** DO THIS **
Recast the items below as a Markdown table with the columns Row and Item line, one numbered row per line, starting at the line containing "Indicate every instance of the man in white shirt" and running through the last line of the items, both ends included. Leave out any blank lines.

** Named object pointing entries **
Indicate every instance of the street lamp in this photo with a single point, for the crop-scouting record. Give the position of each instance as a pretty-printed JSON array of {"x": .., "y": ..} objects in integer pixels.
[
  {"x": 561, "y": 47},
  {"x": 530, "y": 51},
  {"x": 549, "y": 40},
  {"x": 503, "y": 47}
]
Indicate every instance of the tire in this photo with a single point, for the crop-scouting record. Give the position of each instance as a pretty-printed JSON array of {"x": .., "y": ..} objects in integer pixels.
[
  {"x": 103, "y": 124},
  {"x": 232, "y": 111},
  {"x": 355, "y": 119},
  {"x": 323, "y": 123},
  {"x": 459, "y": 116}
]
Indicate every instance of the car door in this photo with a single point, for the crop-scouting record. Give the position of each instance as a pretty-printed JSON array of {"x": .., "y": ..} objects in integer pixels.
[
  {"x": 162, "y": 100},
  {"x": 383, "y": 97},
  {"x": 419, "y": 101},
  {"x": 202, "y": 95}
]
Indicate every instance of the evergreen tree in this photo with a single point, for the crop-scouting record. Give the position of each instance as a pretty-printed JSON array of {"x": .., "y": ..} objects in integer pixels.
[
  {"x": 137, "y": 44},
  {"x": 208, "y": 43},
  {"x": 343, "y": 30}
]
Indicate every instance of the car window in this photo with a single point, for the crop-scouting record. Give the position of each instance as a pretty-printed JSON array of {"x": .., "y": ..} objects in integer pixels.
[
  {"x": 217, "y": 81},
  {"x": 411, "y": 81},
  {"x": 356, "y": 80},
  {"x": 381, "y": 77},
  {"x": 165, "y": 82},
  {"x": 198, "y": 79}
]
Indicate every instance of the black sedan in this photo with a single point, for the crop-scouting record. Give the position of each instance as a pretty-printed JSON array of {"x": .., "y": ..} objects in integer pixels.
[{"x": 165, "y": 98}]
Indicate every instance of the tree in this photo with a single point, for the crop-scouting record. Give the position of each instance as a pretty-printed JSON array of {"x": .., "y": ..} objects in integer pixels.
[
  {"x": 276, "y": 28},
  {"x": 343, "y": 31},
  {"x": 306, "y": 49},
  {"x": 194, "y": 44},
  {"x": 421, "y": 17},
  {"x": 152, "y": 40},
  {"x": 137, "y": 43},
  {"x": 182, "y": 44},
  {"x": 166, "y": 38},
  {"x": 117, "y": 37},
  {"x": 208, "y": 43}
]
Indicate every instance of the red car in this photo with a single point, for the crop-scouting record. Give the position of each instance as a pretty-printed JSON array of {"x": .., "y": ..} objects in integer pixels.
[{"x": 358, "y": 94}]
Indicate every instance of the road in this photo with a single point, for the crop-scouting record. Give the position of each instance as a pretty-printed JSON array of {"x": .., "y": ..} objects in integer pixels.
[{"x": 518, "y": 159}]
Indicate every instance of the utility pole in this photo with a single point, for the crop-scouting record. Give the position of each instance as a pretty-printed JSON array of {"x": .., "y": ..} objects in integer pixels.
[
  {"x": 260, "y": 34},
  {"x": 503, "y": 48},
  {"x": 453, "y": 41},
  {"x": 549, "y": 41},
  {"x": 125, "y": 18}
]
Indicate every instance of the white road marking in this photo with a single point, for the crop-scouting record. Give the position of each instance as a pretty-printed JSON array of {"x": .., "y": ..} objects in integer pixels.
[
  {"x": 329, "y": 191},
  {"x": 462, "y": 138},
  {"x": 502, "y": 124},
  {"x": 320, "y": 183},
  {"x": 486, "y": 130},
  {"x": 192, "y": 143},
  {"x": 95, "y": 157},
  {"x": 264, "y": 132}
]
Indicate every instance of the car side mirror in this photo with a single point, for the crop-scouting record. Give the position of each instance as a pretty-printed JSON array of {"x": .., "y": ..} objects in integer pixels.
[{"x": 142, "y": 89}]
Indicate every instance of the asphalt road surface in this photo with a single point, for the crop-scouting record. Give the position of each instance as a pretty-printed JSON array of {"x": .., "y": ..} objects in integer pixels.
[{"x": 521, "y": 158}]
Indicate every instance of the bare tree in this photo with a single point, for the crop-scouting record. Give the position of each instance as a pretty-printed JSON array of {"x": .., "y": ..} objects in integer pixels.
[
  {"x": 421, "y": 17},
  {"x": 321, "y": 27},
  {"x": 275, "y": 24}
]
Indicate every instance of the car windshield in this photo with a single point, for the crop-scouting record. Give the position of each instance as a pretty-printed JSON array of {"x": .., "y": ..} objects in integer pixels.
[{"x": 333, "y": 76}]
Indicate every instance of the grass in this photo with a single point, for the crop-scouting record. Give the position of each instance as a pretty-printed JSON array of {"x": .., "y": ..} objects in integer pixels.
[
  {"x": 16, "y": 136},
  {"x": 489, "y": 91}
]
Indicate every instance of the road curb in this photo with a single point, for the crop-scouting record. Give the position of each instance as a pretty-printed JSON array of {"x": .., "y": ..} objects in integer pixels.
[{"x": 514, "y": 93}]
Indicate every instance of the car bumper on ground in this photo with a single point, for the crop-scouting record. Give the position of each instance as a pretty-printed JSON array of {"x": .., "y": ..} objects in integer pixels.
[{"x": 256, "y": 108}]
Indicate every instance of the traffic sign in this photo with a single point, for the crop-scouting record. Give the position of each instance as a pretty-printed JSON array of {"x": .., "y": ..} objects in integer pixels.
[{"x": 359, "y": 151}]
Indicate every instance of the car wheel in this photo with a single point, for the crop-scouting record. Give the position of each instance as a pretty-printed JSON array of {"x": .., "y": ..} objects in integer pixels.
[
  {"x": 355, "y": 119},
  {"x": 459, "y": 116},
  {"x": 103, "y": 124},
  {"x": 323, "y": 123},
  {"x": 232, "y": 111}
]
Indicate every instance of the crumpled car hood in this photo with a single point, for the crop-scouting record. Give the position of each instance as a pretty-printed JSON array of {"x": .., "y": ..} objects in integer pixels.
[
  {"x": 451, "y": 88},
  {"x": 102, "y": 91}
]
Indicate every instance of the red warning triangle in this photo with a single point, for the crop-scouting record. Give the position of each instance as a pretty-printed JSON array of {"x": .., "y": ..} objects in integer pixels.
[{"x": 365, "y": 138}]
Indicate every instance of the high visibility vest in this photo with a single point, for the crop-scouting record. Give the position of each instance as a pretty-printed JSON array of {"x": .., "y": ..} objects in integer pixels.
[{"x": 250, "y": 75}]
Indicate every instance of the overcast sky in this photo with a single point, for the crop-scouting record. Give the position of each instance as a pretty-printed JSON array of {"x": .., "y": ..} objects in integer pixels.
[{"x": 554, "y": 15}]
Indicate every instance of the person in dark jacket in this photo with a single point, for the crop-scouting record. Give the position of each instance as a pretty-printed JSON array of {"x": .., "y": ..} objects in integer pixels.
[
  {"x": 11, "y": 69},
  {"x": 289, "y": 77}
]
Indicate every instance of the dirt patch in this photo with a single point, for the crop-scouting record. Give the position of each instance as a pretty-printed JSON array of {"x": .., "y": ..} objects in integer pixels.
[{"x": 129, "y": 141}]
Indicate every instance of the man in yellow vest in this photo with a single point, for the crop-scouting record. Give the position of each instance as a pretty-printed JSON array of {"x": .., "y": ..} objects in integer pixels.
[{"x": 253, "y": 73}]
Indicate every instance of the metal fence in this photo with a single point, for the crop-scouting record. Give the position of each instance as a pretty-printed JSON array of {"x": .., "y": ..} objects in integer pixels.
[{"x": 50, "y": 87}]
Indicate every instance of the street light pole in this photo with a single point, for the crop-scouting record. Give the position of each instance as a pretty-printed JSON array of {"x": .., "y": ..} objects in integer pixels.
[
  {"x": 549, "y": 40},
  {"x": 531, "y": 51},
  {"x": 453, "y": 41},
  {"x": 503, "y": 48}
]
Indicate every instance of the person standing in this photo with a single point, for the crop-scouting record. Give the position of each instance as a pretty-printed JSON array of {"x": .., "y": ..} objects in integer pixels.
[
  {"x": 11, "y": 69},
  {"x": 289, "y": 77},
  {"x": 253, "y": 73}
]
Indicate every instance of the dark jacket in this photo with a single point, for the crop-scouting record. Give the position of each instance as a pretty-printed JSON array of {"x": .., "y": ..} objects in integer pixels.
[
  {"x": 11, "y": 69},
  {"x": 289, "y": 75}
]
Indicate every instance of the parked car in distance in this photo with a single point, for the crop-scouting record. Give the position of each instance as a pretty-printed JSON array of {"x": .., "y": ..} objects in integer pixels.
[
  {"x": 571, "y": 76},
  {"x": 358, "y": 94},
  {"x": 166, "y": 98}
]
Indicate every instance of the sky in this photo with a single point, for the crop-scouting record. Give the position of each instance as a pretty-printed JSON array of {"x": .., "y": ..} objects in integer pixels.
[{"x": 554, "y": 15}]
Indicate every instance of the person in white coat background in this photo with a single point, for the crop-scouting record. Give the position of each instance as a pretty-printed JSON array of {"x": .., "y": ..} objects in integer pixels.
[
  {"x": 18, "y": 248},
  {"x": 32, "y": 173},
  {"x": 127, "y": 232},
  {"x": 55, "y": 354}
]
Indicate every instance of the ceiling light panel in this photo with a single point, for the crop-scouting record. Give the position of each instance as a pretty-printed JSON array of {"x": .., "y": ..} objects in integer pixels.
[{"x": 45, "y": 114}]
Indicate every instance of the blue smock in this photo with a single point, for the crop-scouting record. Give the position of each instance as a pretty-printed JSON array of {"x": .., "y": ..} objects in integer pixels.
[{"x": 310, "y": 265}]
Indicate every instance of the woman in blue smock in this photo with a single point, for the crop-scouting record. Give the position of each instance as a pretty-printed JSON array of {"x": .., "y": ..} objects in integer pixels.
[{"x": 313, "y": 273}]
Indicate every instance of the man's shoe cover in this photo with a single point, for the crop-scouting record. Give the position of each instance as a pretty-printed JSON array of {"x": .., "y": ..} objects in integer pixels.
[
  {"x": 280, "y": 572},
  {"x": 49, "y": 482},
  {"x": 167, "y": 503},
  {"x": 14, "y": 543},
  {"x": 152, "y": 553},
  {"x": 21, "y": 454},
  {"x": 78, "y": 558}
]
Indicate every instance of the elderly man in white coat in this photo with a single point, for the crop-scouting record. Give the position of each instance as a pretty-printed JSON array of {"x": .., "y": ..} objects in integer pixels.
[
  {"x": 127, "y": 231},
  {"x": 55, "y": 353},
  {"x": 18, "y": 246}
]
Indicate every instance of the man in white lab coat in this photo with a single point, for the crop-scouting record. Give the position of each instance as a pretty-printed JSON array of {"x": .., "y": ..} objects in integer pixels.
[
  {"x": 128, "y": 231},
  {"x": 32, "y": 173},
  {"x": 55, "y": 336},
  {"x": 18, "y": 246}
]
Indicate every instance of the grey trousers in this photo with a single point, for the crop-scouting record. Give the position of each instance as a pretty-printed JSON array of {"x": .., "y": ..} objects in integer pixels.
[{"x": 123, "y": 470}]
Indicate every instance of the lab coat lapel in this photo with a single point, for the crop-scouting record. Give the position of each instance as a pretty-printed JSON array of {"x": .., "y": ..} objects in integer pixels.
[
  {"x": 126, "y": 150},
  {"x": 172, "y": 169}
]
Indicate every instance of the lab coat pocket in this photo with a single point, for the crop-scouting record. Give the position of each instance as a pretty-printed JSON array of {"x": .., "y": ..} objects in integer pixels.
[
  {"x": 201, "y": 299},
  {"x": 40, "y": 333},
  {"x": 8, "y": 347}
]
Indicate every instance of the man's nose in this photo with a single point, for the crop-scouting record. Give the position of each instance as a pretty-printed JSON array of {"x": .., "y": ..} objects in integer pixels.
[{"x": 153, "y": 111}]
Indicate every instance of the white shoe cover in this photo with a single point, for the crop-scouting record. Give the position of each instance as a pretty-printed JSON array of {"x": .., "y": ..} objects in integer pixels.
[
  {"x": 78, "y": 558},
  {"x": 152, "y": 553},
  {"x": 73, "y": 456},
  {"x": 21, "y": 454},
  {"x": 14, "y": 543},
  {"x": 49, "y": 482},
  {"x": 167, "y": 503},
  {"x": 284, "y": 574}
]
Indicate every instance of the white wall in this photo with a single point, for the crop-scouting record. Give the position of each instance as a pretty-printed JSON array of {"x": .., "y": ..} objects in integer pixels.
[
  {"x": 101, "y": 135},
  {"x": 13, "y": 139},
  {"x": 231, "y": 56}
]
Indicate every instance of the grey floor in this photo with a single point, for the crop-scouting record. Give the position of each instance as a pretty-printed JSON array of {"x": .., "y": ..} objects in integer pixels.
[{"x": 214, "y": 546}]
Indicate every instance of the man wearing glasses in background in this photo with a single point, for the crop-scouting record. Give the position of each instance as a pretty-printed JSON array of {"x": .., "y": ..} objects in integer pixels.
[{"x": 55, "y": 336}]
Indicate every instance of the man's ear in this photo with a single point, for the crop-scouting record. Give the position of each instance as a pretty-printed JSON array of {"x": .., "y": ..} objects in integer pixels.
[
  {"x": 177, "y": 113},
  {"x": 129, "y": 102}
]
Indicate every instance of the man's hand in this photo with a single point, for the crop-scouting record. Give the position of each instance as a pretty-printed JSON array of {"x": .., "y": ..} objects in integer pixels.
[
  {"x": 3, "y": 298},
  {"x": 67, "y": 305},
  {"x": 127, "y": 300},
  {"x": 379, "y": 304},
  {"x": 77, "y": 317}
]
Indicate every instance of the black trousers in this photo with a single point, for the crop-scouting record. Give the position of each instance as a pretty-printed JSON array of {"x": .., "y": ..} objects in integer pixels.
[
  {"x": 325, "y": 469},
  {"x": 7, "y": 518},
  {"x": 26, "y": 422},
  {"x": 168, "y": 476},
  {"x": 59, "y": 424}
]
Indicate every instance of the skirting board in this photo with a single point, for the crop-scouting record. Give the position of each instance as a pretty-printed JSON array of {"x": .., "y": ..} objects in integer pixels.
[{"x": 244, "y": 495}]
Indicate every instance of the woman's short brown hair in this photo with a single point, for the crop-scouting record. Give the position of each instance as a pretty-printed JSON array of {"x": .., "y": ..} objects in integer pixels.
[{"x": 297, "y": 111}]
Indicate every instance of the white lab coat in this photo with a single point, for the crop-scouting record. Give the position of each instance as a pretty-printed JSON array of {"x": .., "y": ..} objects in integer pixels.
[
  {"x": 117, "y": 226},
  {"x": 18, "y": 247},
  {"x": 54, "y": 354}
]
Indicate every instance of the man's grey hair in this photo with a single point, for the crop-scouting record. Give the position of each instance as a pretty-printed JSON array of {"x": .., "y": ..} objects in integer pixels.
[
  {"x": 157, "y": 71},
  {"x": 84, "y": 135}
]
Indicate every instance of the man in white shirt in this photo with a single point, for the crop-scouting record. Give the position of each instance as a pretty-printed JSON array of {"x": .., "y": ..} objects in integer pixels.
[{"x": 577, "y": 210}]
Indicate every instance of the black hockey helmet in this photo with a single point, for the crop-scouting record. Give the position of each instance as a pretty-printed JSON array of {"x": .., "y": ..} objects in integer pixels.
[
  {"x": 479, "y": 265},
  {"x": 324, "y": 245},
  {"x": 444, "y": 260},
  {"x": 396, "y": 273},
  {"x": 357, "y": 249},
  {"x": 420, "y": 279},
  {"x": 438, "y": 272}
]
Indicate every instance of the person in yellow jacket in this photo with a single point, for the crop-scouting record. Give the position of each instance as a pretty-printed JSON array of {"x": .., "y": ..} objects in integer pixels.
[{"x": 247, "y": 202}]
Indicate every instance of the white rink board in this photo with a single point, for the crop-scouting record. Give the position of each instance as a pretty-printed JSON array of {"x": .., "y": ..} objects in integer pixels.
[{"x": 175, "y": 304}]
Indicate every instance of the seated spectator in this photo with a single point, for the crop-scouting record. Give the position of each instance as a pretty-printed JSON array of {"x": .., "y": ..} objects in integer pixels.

** ANSWER BELOW **
| Row | Item line |
|---|---|
| 1 | Indicate every instance of the man in white shirt in this photo with a single point, for the crop-scouting record. Give the position of each instance as a pretty-printed JSON array of {"x": .., "y": ..} objects in integer pixels. |
| 2 | [{"x": 577, "y": 210}] |
| 3 | Indicate every instance of the black hockey helmet in this photo with a single point, for the crop-scouting record. Give the position of each instance as a pretty-printed JSON array of {"x": .., "y": ..} objects in integer pixels. |
| 4 | [ |
| 5 |   {"x": 479, "y": 265}, |
| 6 |   {"x": 324, "y": 245}, |
| 7 |   {"x": 444, "y": 260}, |
| 8 |   {"x": 396, "y": 273}, |
| 9 |   {"x": 357, "y": 249}, |
| 10 |   {"x": 420, "y": 279}, |
| 11 |   {"x": 438, "y": 272} |
| 12 | ] |
| 13 | Indicate every instance of the person in yellow jacket in this photo with a single point, for the crop-scouting record. Give the position of each instance as a pretty-printed JSON array of {"x": .., "y": ..} objects in integer pixels. |
| 14 | [{"x": 247, "y": 202}] |
| 15 | Indicate every instance of the white rink board in this photo with a single point, for the crop-scouting record. Give the position of each instance as a pretty-printed JSON array of {"x": .., "y": ..} objects in integer pixels. |
| 16 | [{"x": 175, "y": 304}] |
| 17 | Indicate every instance of the seated spectator in this photo with a single point, for the crop-scouting record. Give the position of each instance as a pretty-printed JSON array of {"x": .., "y": ..} objects in integer pixels. |